*Written problem*
Give the lines from the one containing "Every instance gets a single point. Point out the bumpy" through the one containing "Target: bumpy starfish skin", both ends included, as a JSON list of strings with one string per line and blank lines omitted.

*Provided records*
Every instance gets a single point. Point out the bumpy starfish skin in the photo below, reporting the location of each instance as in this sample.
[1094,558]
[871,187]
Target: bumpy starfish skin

--

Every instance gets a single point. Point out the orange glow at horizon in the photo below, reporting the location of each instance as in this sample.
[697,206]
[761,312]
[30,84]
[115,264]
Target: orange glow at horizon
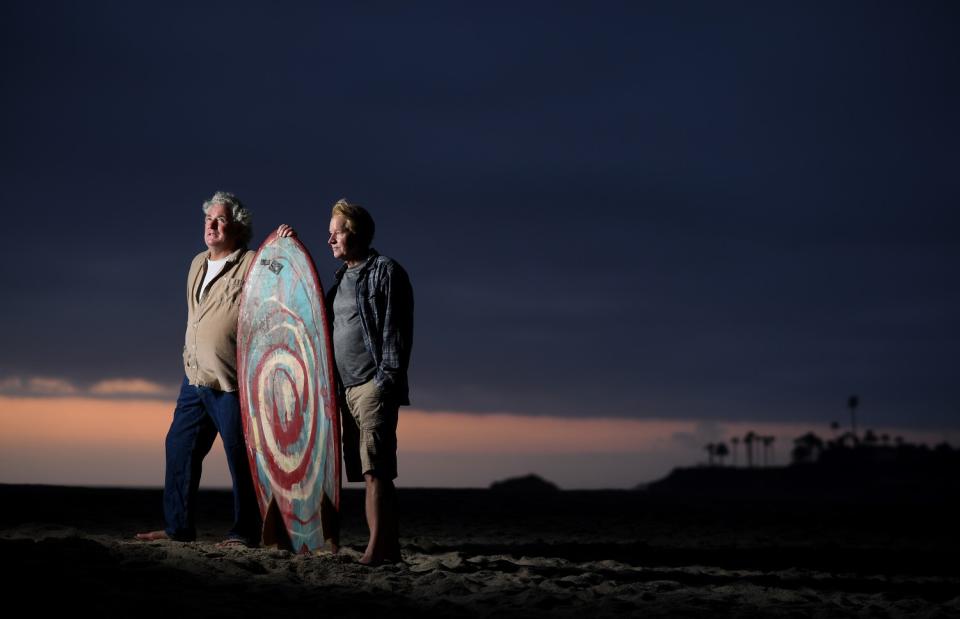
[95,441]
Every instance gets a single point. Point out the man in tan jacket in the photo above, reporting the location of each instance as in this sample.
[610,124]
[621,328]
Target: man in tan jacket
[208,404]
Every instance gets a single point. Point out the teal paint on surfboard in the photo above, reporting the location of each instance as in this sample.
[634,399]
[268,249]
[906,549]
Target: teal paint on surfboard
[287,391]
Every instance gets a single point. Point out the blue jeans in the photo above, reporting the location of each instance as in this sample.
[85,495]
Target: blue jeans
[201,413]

*Finished exercise*
[
  "Every instance gets a single point. Point out the bumpy starfish skin in the photo below, reporting the location of each instance as in this sample.",
  "[1094,558]",
  "[871,187]",
  "Target: bumpy starfish skin"
]